Provide only the number of lines in the data below that contain the string "wall".

[Exercise material]
# # # # #

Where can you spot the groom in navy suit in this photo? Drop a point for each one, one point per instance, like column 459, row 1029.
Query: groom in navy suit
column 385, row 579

# # # # #

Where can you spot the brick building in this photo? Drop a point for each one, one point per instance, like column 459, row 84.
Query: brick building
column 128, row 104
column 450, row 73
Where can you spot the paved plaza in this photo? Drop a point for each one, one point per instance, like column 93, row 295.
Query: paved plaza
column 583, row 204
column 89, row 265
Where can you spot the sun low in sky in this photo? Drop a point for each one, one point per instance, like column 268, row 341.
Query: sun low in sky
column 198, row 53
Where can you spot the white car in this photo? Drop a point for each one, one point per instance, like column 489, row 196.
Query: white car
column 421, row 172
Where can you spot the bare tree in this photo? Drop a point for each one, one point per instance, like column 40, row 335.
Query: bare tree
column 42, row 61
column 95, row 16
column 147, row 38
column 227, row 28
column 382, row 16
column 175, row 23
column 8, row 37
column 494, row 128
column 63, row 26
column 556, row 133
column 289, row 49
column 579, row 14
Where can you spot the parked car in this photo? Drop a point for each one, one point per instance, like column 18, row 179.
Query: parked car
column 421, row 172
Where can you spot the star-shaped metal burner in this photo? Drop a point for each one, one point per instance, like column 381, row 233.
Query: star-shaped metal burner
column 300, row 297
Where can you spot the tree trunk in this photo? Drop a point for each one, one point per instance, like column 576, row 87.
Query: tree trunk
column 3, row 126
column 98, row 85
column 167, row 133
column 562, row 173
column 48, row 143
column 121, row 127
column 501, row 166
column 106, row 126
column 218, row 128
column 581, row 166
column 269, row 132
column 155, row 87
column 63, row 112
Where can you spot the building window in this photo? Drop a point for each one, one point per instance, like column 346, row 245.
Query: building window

# # # # #

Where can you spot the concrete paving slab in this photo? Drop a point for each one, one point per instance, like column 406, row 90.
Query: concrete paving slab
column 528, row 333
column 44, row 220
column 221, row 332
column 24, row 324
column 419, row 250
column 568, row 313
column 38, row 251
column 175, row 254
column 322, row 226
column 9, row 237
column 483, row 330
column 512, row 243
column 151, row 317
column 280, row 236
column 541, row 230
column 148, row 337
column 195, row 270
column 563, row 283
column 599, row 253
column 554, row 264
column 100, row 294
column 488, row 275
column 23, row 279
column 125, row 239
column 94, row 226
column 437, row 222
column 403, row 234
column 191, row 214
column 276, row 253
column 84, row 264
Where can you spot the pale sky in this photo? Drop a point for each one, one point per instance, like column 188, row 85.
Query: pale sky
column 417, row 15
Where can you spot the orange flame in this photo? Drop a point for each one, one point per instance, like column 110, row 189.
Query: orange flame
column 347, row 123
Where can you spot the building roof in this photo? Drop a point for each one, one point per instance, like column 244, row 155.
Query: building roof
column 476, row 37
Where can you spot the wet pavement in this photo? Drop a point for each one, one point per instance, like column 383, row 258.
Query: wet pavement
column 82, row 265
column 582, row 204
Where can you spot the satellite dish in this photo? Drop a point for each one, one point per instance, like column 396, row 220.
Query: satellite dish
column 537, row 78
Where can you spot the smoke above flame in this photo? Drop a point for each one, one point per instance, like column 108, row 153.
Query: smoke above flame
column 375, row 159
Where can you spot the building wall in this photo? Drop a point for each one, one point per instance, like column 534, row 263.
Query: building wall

# # # # #

[Completed task] 2